(Source records)
============================================================

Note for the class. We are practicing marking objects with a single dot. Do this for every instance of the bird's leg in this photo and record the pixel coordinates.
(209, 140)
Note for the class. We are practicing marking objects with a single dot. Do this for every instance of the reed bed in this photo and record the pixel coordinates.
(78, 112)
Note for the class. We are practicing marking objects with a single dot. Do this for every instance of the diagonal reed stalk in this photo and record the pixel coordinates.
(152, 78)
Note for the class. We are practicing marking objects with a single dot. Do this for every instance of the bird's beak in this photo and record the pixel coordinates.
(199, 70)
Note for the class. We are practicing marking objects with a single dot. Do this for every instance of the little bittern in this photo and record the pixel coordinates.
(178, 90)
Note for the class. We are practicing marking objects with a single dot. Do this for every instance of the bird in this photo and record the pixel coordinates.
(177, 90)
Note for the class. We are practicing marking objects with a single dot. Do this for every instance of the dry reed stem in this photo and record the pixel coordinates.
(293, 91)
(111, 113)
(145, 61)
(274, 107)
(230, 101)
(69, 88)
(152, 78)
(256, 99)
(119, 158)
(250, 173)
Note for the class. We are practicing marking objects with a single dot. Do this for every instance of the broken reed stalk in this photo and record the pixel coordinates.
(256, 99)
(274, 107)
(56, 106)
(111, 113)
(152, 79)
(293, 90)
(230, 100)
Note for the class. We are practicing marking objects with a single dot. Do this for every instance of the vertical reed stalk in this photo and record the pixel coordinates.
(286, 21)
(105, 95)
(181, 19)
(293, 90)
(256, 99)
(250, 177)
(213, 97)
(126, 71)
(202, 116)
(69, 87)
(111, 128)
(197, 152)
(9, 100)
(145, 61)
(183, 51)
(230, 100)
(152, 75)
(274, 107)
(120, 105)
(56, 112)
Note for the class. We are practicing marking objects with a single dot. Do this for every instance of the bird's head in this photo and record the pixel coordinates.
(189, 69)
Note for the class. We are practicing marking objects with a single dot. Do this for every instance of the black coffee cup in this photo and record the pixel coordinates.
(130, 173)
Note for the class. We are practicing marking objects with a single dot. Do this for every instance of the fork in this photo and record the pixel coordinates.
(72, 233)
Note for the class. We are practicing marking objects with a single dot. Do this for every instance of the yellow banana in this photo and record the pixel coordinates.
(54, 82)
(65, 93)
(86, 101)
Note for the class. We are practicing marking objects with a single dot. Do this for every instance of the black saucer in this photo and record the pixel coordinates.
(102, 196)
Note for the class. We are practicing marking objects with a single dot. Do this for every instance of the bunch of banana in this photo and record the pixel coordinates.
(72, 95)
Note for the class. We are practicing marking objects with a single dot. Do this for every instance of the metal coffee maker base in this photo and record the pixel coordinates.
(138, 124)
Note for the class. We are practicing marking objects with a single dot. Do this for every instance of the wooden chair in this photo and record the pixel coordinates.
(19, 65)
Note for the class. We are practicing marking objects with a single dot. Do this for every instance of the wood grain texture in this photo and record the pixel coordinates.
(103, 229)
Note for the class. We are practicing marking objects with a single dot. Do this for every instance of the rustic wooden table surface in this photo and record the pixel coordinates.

============================================================

What is needed: Present every line of the source records above as a numbered list, omitting blank lines.

Result for this exercise:
1. Note for the class. We are practicing marking objects with a single dot. Do this for every instance of the bird's leg in this photo and record the pixel coordinates.
2. (209, 140)
3. Note for the class. We are practicing marking objects with a single dot. Do this for every instance of the reed bed in this photo and record the pixel coordinates.
4. (78, 112)
5. Note for the class. We are practicing marking objects with a single dot. Do this for every instance of the diagonal reed stalk in this photo and record the pixel coordinates.
6. (152, 78)
7. Note for the class. We are practicing marking objects with a single dot. Do this for every instance of the bird's beak in this photo and record the pixel coordinates.
8. (199, 70)
9. Note for the class. We are practicing marking objects with a single dot. Do this for every instance of the little bittern in this photo and record the pixel coordinates.
10. (178, 90)
11. Note for the class. We are practicing marking objects with a single dot. Do this for every instance of the bird in this photo and record the pixel coordinates.
12. (177, 90)
13. Note for the class. We are practicing marking objects with a single dot. Do this for every instance of the dry reed stem in this photo and record the pixel coordinates.
14. (293, 91)
15. (111, 113)
16. (145, 61)
17. (274, 107)
18. (230, 101)
19. (69, 88)
20. (152, 78)
21. (256, 99)
22. (119, 158)
23. (250, 173)
24. Note for the class. We are practicing marking objects with a single dot. Do this for every instance of the broken reed stalk in this photo and record the pixel coordinates.
25. (256, 99)
26. (274, 107)
27. (56, 106)
28. (111, 113)
29. (152, 79)
30. (293, 90)
31. (230, 100)
32. Note for the class. We are practicing marking objects with a single dot. Do this for every instance of the vertical reed stalk in this photo and record the pixel coordinates.
33. (286, 21)
34. (105, 95)
35. (181, 19)
36. (293, 90)
37. (256, 99)
38. (250, 177)
39. (213, 97)
40. (126, 71)
41. (202, 116)
42. (69, 87)
43. (111, 128)
44. (197, 152)
45. (9, 100)
46. (145, 61)
47. (183, 51)
48. (230, 100)
49. (152, 75)
50. (274, 107)
51. (120, 105)
52. (56, 112)
53. Note for the class. We are practicing marking objects with a single dot. Do this for every instance of the bird's head in this photo and record the pixel coordinates.
54. (189, 69)
55. Note for the class. We are practicing marking objects with a single dot. Do this for every instance of the black coffee cup in this photo and record the pixel coordinates.
56. (130, 173)
57. Note for the class. We are practicing marking objects with a single dot. Do this for every instance of the fork in this photo and record the pixel coordinates.
58. (72, 233)
59. Note for the class. We are practicing marking objects with a single dot. Do this for every instance of the yellow banana in this photo and record the pixel coordinates.
60. (54, 82)
61. (65, 93)
62. (86, 101)
63. Note for the class. We are practicing marking objects with a single dot. Do this for every instance of the black saucer in this photo and record the pixel coordinates.
64. (102, 196)
65. Note for the class. We are practicing marking objects with a single dot. Do this for every instance of the bunch of banana in this photo and record the pixel coordinates.
66. (72, 95)
67. Note for the class. We are practicing marking objects with a single dot. Do this for every instance of the metal coffee maker base in this photo and record the pixel coordinates.
68. (138, 124)
69. Note for the class. We are practicing marking objects with a single dot. Do this for every instance of the wooden chair in this photo and record the pixel coordinates.
70. (19, 65)
71. Note for the class. We are practicing marking objects with a single dot. Do this for every instance of the wood grain texture in this photo and record the pixel coordinates.
72. (103, 229)
73. Note for the class. We are practicing marking objects with a single dot. Do this for every instance of the rustic wooden table surface in this photo and record the pixel coordinates.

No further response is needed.